__Written task__. Please convert the lines below, starting at the line that contains "[locate] side mirror" and ending with the last line, into a numbered list with blank lines dropped. Omit the pictures.

Excerpts of location labeling data:
┌──
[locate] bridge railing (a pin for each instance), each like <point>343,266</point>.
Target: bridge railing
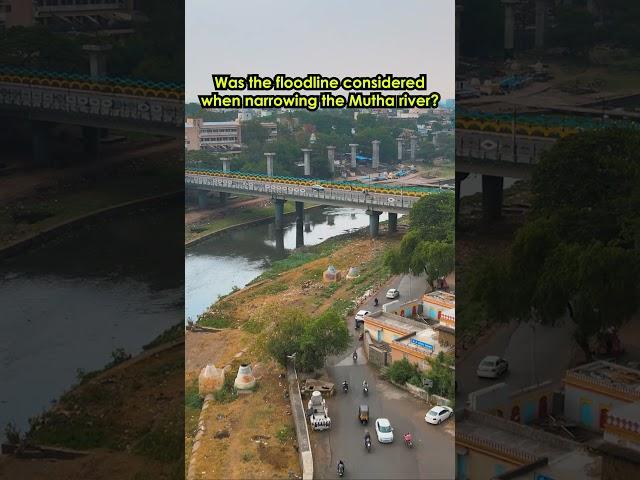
<point>358,197</point>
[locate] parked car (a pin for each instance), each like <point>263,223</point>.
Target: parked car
<point>384,430</point>
<point>492,366</point>
<point>393,293</point>
<point>438,415</point>
<point>359,318</point>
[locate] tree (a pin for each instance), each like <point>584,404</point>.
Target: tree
<point>312,339</point>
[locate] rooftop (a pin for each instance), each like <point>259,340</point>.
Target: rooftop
<point>609,376</point>
<point>519,443</point>
<point>440,297</point>
<point>406,325</point>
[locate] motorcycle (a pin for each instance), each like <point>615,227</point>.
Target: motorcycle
<point>408,441</point>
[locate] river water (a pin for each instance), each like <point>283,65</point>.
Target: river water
<point>214,266</point>
<point>67,305</point>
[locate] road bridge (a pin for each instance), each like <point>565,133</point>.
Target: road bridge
<point>95,103</point>
<point>374,199</point>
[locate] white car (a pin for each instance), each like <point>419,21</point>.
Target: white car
<point>384,431</point>
<point>359,318</point>
<point>492,366</point>
<point>393,293</point>
<point>438,415</point>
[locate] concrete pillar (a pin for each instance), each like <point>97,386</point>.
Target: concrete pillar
<point>91,139</point>
<point>459,10</point>
<point>279,234</point>
<point>299,234</point>
<point>300,212</point>
<point>374,222</point>
<point>460,176</point>
<point>307,161</point>
<point>270,163</point>
<point>279,213</point>
<point>509,26</point>
<point>331,157</point>
<point>354,153</point>
<point>41,138</point>
<point>376,153</point>
<point>203,199</point>
<point>414,145</point>
<point>540,23</point>
<point>492,196</point>
<point>393,222</point>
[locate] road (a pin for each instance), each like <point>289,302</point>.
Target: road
<point>433,454</point>
<point>387,202</point>
<point>526,349</point>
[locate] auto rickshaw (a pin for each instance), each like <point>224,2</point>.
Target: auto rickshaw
<point>363,414</point>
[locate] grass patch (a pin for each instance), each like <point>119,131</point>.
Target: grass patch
<point>214,320</point>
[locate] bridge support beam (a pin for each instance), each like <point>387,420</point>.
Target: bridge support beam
<point>331,158</point>
<point>393,222</point>
<point>375,156</point>
<point>270,163</point>
<point>460,176</point>
<point>203,199</point>
<point>41,132</point>
<point>414,145</point>
<point>91,139</point>
<point>492,196</point>
<point>374,222</point>
<point>307,161</point>
<point>279,203</point>
<point>354,153</point>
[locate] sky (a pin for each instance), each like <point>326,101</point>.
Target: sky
<point>332,37</point>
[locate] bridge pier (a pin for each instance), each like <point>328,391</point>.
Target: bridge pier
<point>393,222</point>
<point>279,203</point>
<point>307,161</point>
<point>374,222</point>
<point>41,142</point>
<point>270,163</point>
<point>331,157</point>
<point>354,153</point>
<point>91,139</point>
<point>492,196</point>
<point>375,157</point>
<point>399,140</point>
<point>203,199</point>
<point>460,176</point>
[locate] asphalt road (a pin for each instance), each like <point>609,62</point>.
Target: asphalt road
<point>534,356</point>
<point>433,454</point>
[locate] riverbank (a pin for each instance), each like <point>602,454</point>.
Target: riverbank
<point>72,195</point>
<point>238,218</point>
<point>125,418</point>
<point>245,315</point>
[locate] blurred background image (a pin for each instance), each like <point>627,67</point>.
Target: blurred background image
<point>548,183</point>
<point>91,277</point>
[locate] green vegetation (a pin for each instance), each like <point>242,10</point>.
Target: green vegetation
<point>578,253</point>
<point>440,373</point>
<point>311,339</point>
<point>428,245</point>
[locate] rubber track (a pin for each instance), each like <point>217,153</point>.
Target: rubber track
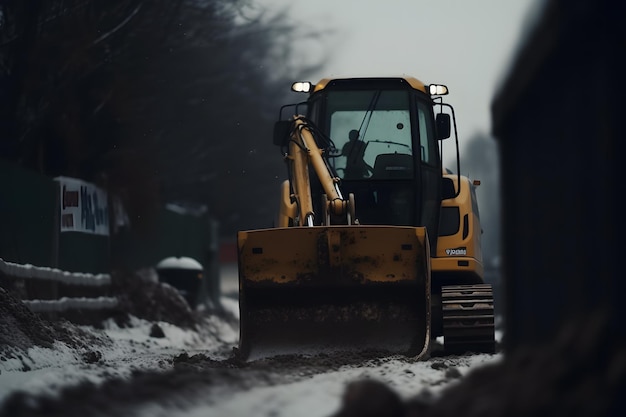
<point>468,318</point>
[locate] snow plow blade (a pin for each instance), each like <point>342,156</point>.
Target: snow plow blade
<point>325,289</point>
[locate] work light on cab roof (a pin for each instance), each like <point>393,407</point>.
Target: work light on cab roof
<point>437,89</point>
<point>307,87</point>
<point>302,87</point>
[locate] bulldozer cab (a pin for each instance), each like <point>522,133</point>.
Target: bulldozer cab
<point>317,283</point>
<point>382,144</point>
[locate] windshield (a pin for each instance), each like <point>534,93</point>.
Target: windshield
<point>371,130</point>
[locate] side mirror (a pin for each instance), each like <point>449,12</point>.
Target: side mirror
<point>442,121</point>
<point>447,188</point>
<point>282,128</point>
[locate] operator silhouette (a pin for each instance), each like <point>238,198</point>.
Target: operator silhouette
<point>354,150</point>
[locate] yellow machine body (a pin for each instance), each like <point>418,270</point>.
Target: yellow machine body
<point>334,288</point>
<point>356,271</point>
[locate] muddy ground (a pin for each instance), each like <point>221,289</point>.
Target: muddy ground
<point>582,373</point>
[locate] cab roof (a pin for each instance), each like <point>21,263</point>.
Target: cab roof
<point>412,81</point>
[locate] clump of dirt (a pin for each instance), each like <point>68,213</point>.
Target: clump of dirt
<point>148,300</point>
<point>20,327</point>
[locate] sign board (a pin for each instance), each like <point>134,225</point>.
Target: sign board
<point>84,207</point>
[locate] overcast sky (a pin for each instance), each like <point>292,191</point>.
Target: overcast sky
<point>464,44</point>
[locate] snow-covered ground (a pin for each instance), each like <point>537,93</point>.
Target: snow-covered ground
<point>119,352</point>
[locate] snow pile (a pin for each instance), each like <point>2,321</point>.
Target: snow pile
<point>152,326</point>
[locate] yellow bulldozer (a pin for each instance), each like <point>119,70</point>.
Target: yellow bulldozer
<point>376,247</point>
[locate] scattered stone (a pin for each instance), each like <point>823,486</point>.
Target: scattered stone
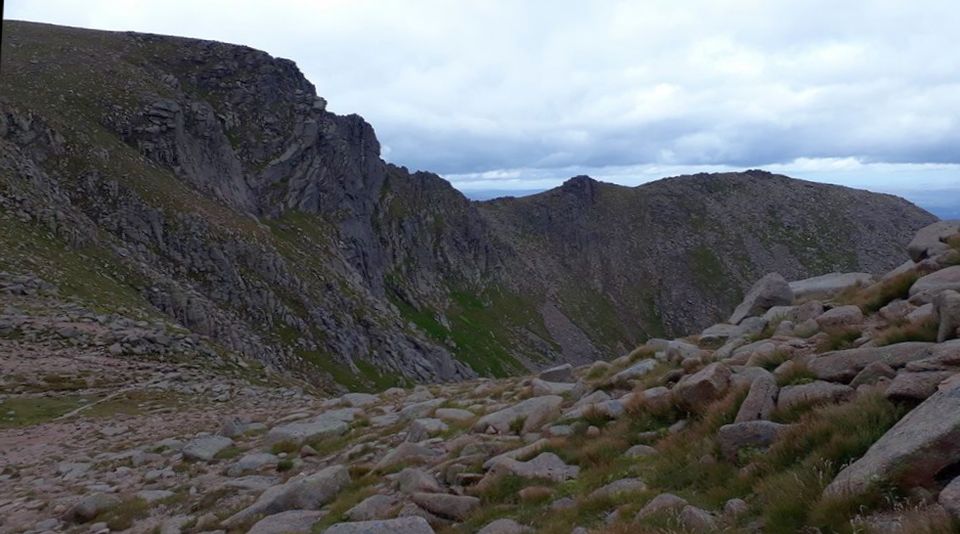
<point>771,290</point>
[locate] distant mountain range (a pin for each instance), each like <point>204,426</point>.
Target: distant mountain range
<point>207,184</point>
└──
__Response__.
1. [locate] side mirror (a pin for each instance), each like <point>449,12</point>.
2. Target: side mirror
3. <point>442,121</point>
4. <point>447,188</point>
5. <point>282,128</point>
6. [locate] operator silhouette (a pin for each instance), each like <point>238,198</point>.
7. Target: operator silhouette
8. <point>354,150</point>
9. [locate] yellow machine body (a pin for each instance), each like <point>418,270</point>.
10. Target: yellow machine body
11. <point>334,288</point>
12. <point>356,271</point>
13. [locate] muddy ground (a pin for each instance), each like <point>221,289</point>.
14. Target: muddy ground
15. <point>582,373</point>
16. [locate] cab roof (a pin for each instance), each like <point>21,263</point>.
17. Target: cab roof
18. <point>412,81</point>
19. [locate] clump of dirt (a pin for each instance), each like <point>68,213</point>.
20. Target: clump of dirt
21. <point>148,300</point>
22. <point>20,327</point>
23. [locate] sign board (a pin for each instance), each like <point>134,225</point>.
24. Target: sign board
25. <point>84,207</point>
26. [locate] overcast sky (a pin for each instance), each like <point>292,191</point>.
27. Target: overcast sky
28. <point>464,44</point>
29. [locate] snow-covered ground (a pin for each instance), each like <point>537,93</point>.
30. Target: snow-covered ground
31. <point>119,352</point>
32. [locate] snow pile (a pin for each instance), each like <point>2,321</point>.
33. Target: snow pile
34. <point>152,326</point>
35. [locate] yellow bulldozer (a pin for each instance), each like <point>119,70</point>.
36. Target: yellow bulldozer
37. <point>376,247</point>
38. [locate] scattered stone (a pin for each instance), each like <point>823,486</point>.
39. Target: scattered stone
40. <point>771,290</point>
41. [locate] distant mountain range (a pin for each instance), each like <point>204,426</point>.
42. Target: distant mountain range
43. <point>207,184</point>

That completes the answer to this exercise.